#### Work to do
1 - Please copy, word for word, the stretch of the article on business recovery from "We don’t know" through "to work efficiently.".
2 - Answer these questions using the article on business recovery.
(a) What share of workers in the US and Europe have economists estimated to be working from home?
(b) Which two businesses are named as having told employees they can work at home for ever?
(c) What position does Monica Costa Dias hold, and at which organization?
━━━━━ Extract
Thursday, 27 August 2020
How can businesses best position themselves for recovery? We look at the actions that could increase resilience, and the opportunities that could open up as a result of changes in the way we live and work.
We don’t know exactly how many people have been working from home, but economists have estimated that it’s between 40% and 70% of workers in the US and Europe. Not everyone will want to go back to office life, at least not all the time, and maybe not during the same hours.
So how do you accommodate the wishes of your staff? Some businesses have told their employees that they can work at home for ever – for example, Twitter and Fujitsu. But not all jobs can be done from home, and many employees don’t have the space, the internet connection or the facilities to work efficiently.
Flexible working has shifted from perk to essential component of the employment contract. Monica Costa Dias, associate director at the Institute of Fiscal Studies (IFS), points out that scattering working hours will be a way not only to retain staff who don’t want to use public transport in rush hour, but to attract a wider range of skilled but cautious employees in future.
“The use of public transport is very concentrated at particular times of day,” she says, “and this will incentivise firms and workers to relax their work schedules.”
━━━━━━━━━━
━━━━━ Given entries
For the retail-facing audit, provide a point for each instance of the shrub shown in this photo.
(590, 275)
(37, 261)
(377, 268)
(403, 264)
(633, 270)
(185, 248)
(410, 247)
━━━━━━━━━━
#### Expected responses
1 -
We don’t know exactly how many people have been working from home, but economists have estimated that it’s between 40% and 70% of workers in the US and Europe. Not everyone will want to go back to office life, at least not all the time, and maybe not during the same hours.
So how do you accommodate the wishes of your staff? Some businesses have told their employees that they can work at home for ever – for example, Twitter and Fujitsu. But not all jobs can be done from home, and many employees don’t have the space, the internet connection or the facilities to work efficiently.

2 -
(a) Between 40% and 70%.
(b) Twitter and Fujitsu.
(c) She is associate director at the Institute of Fiscal Studies (IFS).